Selected excerpt:
Optimizer not using index on 120M row table

From: "Jim C(dot) Nasby" <jim(at)nasby(dot)net>
To: pgsql-general(at)postgresql(dot)org
Subject: Optimizer not using index on 120M row table
Date: 2003-04-08 03:29:03
Message-ID: 20030407222903.M31861@flake.decibel.org
Views: Raw Message | Whole Thread | Download mbox | Resend email
Thread:
Lists: pgsql-general

As background: this is the main table for http://stats.distributed.net

Table "public.email_contrib"
Column | Type | Modifiers
------------+---------------+-----------
id | integer | not null
team_id | integer | not null
date | date | not null
project_id | smallint | not null
work_units | numeric(20,0) | not null
Indexes: email_contrib_pkey primary key btree (project_id, id, date)

Required tasks:
• a. According to the mailing-list post, which columns make up the email_contrib primary key?
• b. Write out the part of the mailing-list post from "As background: this" up to and including "(project_id, id, date)".

Dataset extract:
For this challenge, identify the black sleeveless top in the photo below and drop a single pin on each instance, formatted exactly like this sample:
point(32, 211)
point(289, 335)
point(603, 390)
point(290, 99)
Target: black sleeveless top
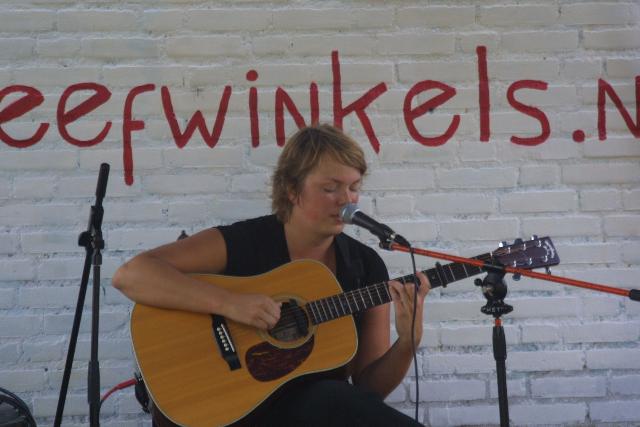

Task results:
• a. project_id, id, and date

• b.
As background: this is the main table for http://stats.distributed.net

Table "public.email_contrib"
Column | Type | Modifiers
------------+---------------+-----------
id | integer | not null
team_id | integer | not null
date | date | not null
project_id | smallint | not null
work_units | numeric(20,0) | not null
Indexes: email_contrib_pkey primary key btree (project_id, id, date)